**What the task requires**
Nothing but an exact repeat of the entries below should appear in your answer.

**Excerpted data**
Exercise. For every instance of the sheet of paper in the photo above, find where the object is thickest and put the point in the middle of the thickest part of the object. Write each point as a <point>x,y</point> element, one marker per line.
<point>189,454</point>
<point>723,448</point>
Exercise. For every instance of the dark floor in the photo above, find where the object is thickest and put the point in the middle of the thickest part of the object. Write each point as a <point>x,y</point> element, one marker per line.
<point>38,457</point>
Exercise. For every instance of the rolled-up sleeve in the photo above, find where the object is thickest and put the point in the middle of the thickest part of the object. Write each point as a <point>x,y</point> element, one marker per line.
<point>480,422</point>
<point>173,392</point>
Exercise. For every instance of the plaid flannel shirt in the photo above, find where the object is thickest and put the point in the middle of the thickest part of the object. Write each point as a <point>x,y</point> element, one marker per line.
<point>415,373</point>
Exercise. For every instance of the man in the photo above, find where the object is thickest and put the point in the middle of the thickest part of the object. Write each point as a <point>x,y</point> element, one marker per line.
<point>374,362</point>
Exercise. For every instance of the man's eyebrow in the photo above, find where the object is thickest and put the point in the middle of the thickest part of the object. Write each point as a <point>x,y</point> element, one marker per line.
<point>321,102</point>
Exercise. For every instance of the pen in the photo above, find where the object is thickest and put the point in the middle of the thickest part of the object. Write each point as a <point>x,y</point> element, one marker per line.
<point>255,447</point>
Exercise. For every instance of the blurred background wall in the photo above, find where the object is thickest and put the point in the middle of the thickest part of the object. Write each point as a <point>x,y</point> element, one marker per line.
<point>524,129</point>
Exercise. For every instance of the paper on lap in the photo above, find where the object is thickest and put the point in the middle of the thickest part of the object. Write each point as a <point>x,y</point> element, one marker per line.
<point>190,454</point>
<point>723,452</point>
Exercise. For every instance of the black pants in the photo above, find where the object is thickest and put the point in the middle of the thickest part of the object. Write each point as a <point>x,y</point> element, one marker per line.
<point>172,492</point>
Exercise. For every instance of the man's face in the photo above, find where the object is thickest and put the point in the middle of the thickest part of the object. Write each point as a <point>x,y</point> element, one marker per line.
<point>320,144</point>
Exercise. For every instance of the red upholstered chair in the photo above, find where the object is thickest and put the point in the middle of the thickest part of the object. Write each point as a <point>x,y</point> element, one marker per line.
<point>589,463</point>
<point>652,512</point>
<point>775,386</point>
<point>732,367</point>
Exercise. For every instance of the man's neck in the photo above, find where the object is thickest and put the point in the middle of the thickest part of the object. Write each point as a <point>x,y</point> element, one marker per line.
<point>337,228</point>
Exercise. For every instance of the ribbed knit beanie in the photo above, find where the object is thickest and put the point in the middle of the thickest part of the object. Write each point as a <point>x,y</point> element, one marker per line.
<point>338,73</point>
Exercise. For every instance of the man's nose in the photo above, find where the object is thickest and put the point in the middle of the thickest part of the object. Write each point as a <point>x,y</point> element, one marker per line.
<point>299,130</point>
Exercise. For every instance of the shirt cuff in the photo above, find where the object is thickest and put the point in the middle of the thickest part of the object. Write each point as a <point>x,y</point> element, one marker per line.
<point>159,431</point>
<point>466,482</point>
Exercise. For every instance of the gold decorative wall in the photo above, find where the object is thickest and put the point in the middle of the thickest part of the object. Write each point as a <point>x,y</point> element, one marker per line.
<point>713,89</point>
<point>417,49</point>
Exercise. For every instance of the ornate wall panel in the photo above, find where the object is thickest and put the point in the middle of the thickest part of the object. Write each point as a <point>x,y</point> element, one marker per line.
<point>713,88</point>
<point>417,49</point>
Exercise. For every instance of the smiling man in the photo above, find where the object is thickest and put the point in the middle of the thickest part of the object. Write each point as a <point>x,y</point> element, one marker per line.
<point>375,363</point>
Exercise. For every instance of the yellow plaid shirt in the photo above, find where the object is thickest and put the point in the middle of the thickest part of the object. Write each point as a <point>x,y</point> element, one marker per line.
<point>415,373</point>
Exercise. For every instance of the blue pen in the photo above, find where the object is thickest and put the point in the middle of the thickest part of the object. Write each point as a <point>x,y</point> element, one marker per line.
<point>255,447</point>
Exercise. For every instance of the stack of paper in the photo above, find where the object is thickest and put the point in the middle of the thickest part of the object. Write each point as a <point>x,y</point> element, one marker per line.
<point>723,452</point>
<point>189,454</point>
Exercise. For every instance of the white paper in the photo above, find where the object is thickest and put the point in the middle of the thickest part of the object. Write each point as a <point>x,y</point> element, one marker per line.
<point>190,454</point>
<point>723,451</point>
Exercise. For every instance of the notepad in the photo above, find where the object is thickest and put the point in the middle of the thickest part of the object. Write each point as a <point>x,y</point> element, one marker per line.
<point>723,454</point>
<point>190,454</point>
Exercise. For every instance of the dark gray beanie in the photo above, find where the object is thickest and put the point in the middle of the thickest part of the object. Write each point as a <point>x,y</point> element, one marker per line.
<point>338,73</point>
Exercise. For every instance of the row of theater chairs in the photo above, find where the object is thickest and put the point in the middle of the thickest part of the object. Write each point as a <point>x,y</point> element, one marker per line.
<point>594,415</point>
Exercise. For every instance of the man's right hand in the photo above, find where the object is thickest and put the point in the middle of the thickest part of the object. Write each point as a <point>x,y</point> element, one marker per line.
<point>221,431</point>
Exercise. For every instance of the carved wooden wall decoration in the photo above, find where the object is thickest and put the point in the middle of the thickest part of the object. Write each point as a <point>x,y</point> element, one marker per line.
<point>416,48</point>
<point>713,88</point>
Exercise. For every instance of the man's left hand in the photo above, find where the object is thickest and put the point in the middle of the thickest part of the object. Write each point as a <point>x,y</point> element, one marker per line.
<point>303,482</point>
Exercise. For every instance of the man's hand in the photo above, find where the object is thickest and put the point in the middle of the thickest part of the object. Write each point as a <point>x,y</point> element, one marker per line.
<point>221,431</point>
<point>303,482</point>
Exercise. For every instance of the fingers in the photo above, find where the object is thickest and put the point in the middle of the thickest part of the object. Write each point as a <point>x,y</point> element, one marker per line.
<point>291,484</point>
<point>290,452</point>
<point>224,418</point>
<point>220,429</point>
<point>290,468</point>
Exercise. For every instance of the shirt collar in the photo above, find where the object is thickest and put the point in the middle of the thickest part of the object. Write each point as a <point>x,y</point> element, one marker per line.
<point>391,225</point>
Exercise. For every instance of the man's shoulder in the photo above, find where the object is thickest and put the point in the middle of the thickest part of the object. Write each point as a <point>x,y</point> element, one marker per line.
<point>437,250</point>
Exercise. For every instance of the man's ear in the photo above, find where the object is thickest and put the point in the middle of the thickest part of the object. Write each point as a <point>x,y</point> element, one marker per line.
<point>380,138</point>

**Your solution**
Exercise. For every instance of the sheet of paper in the photo above, find where the object is thickest and put the point in the middle of the thickest part of the object. Write each point as a <point>x,y</point> element, one marker per line.
<point>189,454</point>
<point>723,448</point>
Exercise. For every instance of the dark floor in the photo above, find where the object is thickest and put the point in the middle of the thickest part of the object. Write each point as a <point>x,y</point> element, one marker per line.
<point>38,457</point>
Exercise. For every instance of the rolled-up sleeve in the photo above, find where the object is thickest and put the point in the middle of the thickest part of the object. Write each point as a <point>x,y</point> element, one marker per line.
<point>480,422</point>
<point>173,392</point>
Exercise. For every instance of the plaid flannel shirt in the photo above, find where the object is thickest and put the point in the middle of the thickest part of the object. Write each point as a <point>x,y</point> element, one marker per line.
<point>415,373</point>
Exercise. For every instance of the man in the photo above, find where the object is thickest and put the point in the middle of the thickest part of the object. Write each point as a <point>x,y</point> element, one marker per line.
<point>374,362</point>
Exercise. For every instance of the man's eyebrow in the photo above, find where the object is thickest and put the point in the middle of the thickest part of the object. Write each point as a <point>x,y</point> element, one marker per line.
<point>321,102</point>
Exercise. For every instance of the pen in the photo above, find where the object is thickest and put the point in the middle of the thickest part of the object. Write each point as a <point>x,y</point> element, one marker per line.
<point>255,447</point>
Exercise. For every instance of the blurred background wall in the photo above, find where the object is thickest and put the point in the middle of the thickest part of the object. Write each point as a <point>x,y</point> element, one marker per line.
<point>524,129</point>
Exercise. For every instance of the paper on lap in the photo above, find where the object is thickest and put the point in the middle of the thickest part of the object. Write each point as a <point>x,y</point> element, one marker per line.
<point>190,454</point>
<point>723,452</point>
Exercise. For every instance of the black pants in the photo above, find where the object is thickest and put the point in the middle of the thickest part of the object. Write each point as a <point>x,y</point> element, one marker per line.
<point>172,492</point>
Exercise. For every instance of the man's face in the photo above, find where the object is thickest and put the point in the middle of the thickest part of the object. Write each point as a <point>x,y</point> element, one marker per line.
<point>320,144</point>
Exercise. For every instance of the red upholstered chair in the photo above, find where the object is thickest and put the point in the middle of the thickest part of the object. Write each point as a <point>x,y</point> element, one marker per line.
<point>589,463</point>
<point>652,512</point>
<point>775,386</point>
<point>732,367</point>
Exercise. For every instance of the man's neck in the photo above, find where the object is thickest and put the point in the middle of the thickest part of the object. Write each point as a <point>x,y</point> element, one marker per line.
<point>337,228</point>
Exercise. For every instance of the ribbed knit beanie in the photo above, find where the object is thickest and put the point in the middle of the thickest part of the object. Write each point as a <point>x,y</point> element, one marker per line.
<point>338,73</point>
Exercise. For every instance of the man's nose in the photo above, find where the object is thickest and put the point in the middle of the thickest part of the object. Write each point as a <point>x,y</point> element, one marker per line.
<point>299,130</point>
Exercise. For every instance of the shirt cuff in the photo above, find where the object is thickest and put the point in the middle of the thickest part of the object. Write each point as a <point>x,y</point> element, one marker per line.
<point>159,431</point>
<point>466,482</point>
Exercise. For every instance of the gold decorative wall in the photo above, find where the object is thickest and put the point in the middle of the thickest part of the object. Write each point as a <point>x,y</point> element, one marker per line.
<point>713,89</point>
<point>417,49</point>
Exercise. For every instance of the ornate wall panel in the photo above, find where the object is thickest and put the point in the middle of the thickest part of the object. Write each point as a <point>x,y</point> element, one marker per line.
<point>713,88</point>
<point>417,49</point>
Exercise. For every instance of the smiling man in the photo above, find where the object is thickest and put the point in the middle of the thickest part of the object. Write each point as a <point>x,y</point> element, one marker per line.
<point>375,363</point>
Exercise. For every instance of the yellow plaid shirt in the photo above, find where the object is thickest and put the point in the middle of the thickest part of the object. Write each point as a <point>x,y</point> element, one marker per line.
<point>415,373</point>
Exercise. For every instance of the blue pen in the photo above, find where the object is thickest and put the point in the middle of the thickest part of the object. Write each point as a <point>x,y</point> element, one marker per line.
<point>255,447</point>
Exercise. For every instance of the stack of paper in the photo above, find where the object is thickest and put the point in the middle of the thickest part of the object. Write each point as a <point>x,y</point> element, one marker per line.
<point>723,452</point>
<point>189,454</point>
Exercise. For every instance of the white paper in the photo above, find where the object is thickest and put the point in the middle of the thickest part of the object. Write each point as a <point>x,y</point> element, one marker per line.
<point>190,454</point>
<point>723,451</point>
Exercise. For every instance of the notepad in the photo above, find where the object is thickest and put the point in the middle of the thickest part of the object. Write each point as a <point>x,y</point> element, one marker per line.
<point>723,454</point>
<point>190,454</point>
Exercise. For every instance of the dark gray beanie in the photo above, find where the object is thickest and put the point in the middle of the thickest part of the object. Write each point as a <point>x,y</point> element, one marker per line.
<point>338,73</point>
Exercise. For every instance of the row of theater chairs in the photo above, find where the object is thickest and put the point in the middle of the thickest part of the object. Write each point as a <point>x,y</point> element, one marker per line.
<point>594,415</point>
Exercise. For every instance of the man's right hand in the photo above, find where the object is thickest and put the point in the middle of the thickest part of the object. Write each point as a <point>x,y</point> element, one marker per line.
<point>221,431</point>
Exercise. For every instance of the carved wooden wall decoration in the photo above, find where the object is thickest and put the point in the middle of the thickest part of the object. Write each point as a <point>x,y</point> element, one marker per line.
<point>416,48</point>
<point>713,88</point>
Exercise. For every instance of the man's left hand in the photo above, find where the object is thickest and put the point in the middle of the thickest part of the object. Write each point as a <point>x,y</point> element, one marker per line.
<point>303,482</point>
Exercise. For every instance of the man's hand in the photo above, find where the object is thickest and put the point in the middle of the thickest part of the object. Write each point as a <point>x,y</point> element, one marker per line.
<point>221,431</point>
<point>303,482</point>
Exercise. For every instance of the fingers in the photo above, find where the object is thickest and put the point in the middle of the thickest part of the object. Write each point as a <point>x,y</point> element, one marker per line.
<point>291,484</point>
<point>290,452</point>
<point>224,418</point>
<point>220,429</point>
<point>290,468</point>
Exercise. For every instance of the shirt collar in the photo above, find where the object is thickest and put the point in the middle of the thickest part of the object. Write each point as a <point>x,y</point> element, one marker per line.
<point>391,225</point>
Exercise. For every instance of the man's shoulder in the photo above, find where the object is thickest and put the point in the middle of the thickest part of the object. Write each point as a <point>x,y</point> element, one marker per line.
<point>437,250</point>
Exercise. For every instance of the man's ear in the photo above, find where the object is thickest and put the point in the middle of the thickest part of the object. Write each point as a <point>x,y</point> element, one marker per line.
<point>380,138</point>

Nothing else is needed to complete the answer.